Directions: What this exercise requires is a verbatim reproduction of the data below.

--------------------------------------------------

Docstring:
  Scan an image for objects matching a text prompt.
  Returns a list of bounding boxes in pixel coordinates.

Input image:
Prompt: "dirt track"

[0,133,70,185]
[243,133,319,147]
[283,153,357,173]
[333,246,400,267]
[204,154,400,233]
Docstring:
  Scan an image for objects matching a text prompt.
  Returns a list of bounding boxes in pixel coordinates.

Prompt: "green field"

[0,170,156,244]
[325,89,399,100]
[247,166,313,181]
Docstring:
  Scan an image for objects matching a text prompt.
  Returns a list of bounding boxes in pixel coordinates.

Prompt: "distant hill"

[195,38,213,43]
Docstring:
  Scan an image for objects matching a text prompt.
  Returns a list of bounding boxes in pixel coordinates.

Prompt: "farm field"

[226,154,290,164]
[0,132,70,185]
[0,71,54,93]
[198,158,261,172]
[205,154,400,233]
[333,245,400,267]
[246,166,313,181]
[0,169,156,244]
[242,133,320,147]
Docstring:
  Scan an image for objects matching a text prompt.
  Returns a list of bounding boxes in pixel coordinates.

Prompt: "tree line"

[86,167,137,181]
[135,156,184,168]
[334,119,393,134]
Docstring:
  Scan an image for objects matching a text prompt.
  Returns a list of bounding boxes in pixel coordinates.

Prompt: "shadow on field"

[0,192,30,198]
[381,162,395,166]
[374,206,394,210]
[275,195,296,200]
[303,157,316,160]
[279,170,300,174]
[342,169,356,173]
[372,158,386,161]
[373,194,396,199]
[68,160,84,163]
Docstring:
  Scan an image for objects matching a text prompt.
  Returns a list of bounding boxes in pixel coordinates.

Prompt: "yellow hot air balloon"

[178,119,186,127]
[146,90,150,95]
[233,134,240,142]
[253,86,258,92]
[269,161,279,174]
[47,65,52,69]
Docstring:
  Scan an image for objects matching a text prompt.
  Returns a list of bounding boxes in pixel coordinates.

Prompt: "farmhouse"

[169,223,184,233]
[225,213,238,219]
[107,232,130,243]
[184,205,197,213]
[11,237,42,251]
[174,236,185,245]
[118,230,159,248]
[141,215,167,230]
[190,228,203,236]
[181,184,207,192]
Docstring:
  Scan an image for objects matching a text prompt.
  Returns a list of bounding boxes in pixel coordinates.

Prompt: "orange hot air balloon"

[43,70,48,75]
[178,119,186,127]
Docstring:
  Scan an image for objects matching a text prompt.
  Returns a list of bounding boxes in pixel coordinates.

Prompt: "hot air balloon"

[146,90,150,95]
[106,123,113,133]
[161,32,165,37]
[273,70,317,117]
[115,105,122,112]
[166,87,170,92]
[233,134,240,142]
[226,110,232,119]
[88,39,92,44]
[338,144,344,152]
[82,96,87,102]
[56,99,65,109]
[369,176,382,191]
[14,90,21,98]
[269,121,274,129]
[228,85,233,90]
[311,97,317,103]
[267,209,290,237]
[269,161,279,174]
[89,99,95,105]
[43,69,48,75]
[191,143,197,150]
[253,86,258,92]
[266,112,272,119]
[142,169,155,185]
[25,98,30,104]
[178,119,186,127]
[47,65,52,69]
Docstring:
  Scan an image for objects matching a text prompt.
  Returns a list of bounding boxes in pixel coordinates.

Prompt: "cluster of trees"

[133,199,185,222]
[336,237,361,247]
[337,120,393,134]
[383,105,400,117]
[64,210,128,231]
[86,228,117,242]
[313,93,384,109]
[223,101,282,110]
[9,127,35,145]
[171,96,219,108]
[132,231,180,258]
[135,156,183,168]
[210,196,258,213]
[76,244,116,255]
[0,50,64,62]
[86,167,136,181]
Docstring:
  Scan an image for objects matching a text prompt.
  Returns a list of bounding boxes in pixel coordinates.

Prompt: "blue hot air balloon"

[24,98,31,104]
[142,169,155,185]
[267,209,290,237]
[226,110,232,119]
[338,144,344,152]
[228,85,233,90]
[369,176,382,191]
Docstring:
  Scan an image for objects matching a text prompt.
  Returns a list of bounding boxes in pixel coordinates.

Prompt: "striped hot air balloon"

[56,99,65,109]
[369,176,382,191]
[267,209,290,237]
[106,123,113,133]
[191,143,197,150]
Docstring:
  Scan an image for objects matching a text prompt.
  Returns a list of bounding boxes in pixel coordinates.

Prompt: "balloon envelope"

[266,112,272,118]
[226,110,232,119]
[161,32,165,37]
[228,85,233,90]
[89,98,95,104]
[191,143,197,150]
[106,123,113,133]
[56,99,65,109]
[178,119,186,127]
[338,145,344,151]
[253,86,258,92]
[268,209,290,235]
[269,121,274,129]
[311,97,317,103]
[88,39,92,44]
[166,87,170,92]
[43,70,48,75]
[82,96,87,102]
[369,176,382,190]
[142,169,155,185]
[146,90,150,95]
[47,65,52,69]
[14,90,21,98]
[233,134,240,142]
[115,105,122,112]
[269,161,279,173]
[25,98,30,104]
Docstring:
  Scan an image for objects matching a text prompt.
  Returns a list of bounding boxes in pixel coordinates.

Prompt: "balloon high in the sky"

--------------------------------------------------

The answer:
Docstring:
  Scan an image for objects matching a text prompt.
  Returns a list of bounding boxes in pixel coordinates.

Input image:
Prompt: "dirt track"

[0,133,70,185]
[243,133,319,147]
[283,153,357,173]
[333,246,400,267]
[204,154,400,233]
Docstring:
  Scan an image for objects matching a text prompt.
  Returns a list of bounding boxes in pixel coordinates.

Prompt: "green field"

[0,170,156,244]
[325,89,399,100]
[247,166,313,181]
Docstring:
  Scan an image for objects matching a text prompt.
  Returns a list of bounding boxes in pixel coordinates.

Prompt: "distant hill"

[195,38,213,43]
Docstring:
  Scan an image for objects matching a text prompt.
  Returns a list of bounding boxes in pixel coordinates.

Prompt: "farm field"

[226,154,290,164]
[0,132,70,185]
[0,71,54,93]
[198,158,261,172]
[205,154,400,233]
[333,245,400,267]
[246,166,313,181]
[0,169,156,244]
[242,133,320,147]
Docstring:
  Scan an image for objects matching a text prompt.
  Returns a list of bounding boxes in pixel coordinates.

Prompt: "tree line"

[86,167,137,181]
[135,156,184,168]
[334,119,393,134]
Docstring:
  Scan an image for objects matching a text prompt.
  Returns a list of bounding boxes in pixel coordinates.

Prompt: "shadow on field"

[0,192,30,198]
[381,162,395,166]
[374,206,394,210]
[275,195,296,200]
[303,157,316,160]
[279,170,300,174]
[342,169,356,173]
[372,158,386,161]
[373,194,396,199]
[68,160,84,163]
Docstring:
  Scan an image for objects matching a text prompt.
  Returns a list of bounding boxes in pixel coordinates.

Prompt: "yellow hot air balloon"

[178,119,186,127]
[146,90,150,95]
[233,134,240,142]
[253,86,258,92]
[269,161,279,174]
[47,65,52,69]
Docstring:
  Scan an image for objects matching a text prompt.
  Returns a list of bounding boxes in pixel coordinates.

Prompt: "farmhouse"

[169,223,184,233]
[225,213,238,219]
[107,232,130,243]
[184,205,197,213]
[11,237,42,251]
[174,236,185,245]
[118,230,159,248]
[141,215,167,230]
[190,228,203,236]
[181,184,207,192]
Docstring:
  Scan an image for objects matching a text prompt.
  Returns a list of bounding boxes in pixel coordinates.

Prompt: "orange hot air balloon"

[43,70,48,75]
[178,119,186,127]
Docstring:
  Scan an image for objects matching a text prompt.
  Returns a list of bounding boxes in pixel coordinates.

Prompt: "hot air balloon"

[146,90,150,95]
[106,123,113,133]
[161,32,165,37]
[273,70,317,117]
[115,105,122,112]
[166,87,170,92]
[233,134,240,142]
[226,110,232,119]
[88,39,92,44]
[338,144,344,152]
[82,96,87,102]
[56,99,65,109]
[369,176,382,191]
[14,90,21,98]
[269,121,274,129]
[228,85,233,90]
[311,97,317,103]
[267,209,290,237]
[269,161,279,174]
[89,99,95,105]
[43,69,48,75]
[191,143,197,150]
[253,86,258,92]
[266,112,272,119]
[142,169,155,185]
[25,98,30,104]
[178,119,186,127]
[47,65,52,69]
Docstring:
  Scan an image for objects matching a text prompt.
  Returns a list of bounding boxes in pixel coordinates.

Prompt: "cluster of trees"

[133,199,185,222]
[336,237,361,247]
[337,120,393,134]
[383,105,400,117]
[64,210,128,231]
[86,228,117,242]
[313,93,384,109]
[223,101,282,110]
[9,127,35,145]
[171,96,219,108]
[132,231,180,258]
[135,156,183,168]
[210,196,258,213]
[76,244,116,255]
[0,50,64,62]
[86,167,136,181]
Docstring:
  Scan an image for objects matching a text prompt.
  Returns a list of bounding boxes in pixel coordinates.

Prompt: "blue hot air balloon"

[24,98,31,104]
[142,169,155,185]
[267,209,290,237]
[226,110,232,119]
[338,144,344,152]
[228,85,233,90]
[369,176,382,191]
Docstring:
  Scan an image for objects matching a text prompt.
  Returns a list of bounding boxes in pixel coordinates.

Prompt: "striped hot air balloon"

[56,99,65,109]
[369,176,382,191]
[267,209,290,237]
[106,123,113,133]
[191,143,197,150]
Docstring:
  Scan an image for objects matching a text prompt.
  Returns a list of bounding boxes in pixel coordinates.

Prompt: "balloon envelope"

[266,112,272,118]
[226,110,232,119]
[161,32,165,37]
[228,85,233,90]
[89,98,95,104]
[191,143,197,150]
[106,123,113,133]
[56,99,65,109]
[178,119,186,127]
[338,145,344,151]
[253,86,258,92]
[268,209,290,235]
[269,121,274,129]
[311,97,317,103]
[88,39,92,44]
[166,87,170,92]
[43,70,48,75]
[82,96,87,102]
[369,176,382,190]
[142,169,155,185]
[146,90,150,95]
[47,65,52,69]
[14,90,21,98]
[233,134,240,142]
[115,105,122,112]
[269,161,279,173]
[25,98,30,104]
Docstring:
  Scan an image for objects matching a text prompt.
  Returns a list of bounding boxes in pixel coordinates.

Prompt: "balloon high in the sky"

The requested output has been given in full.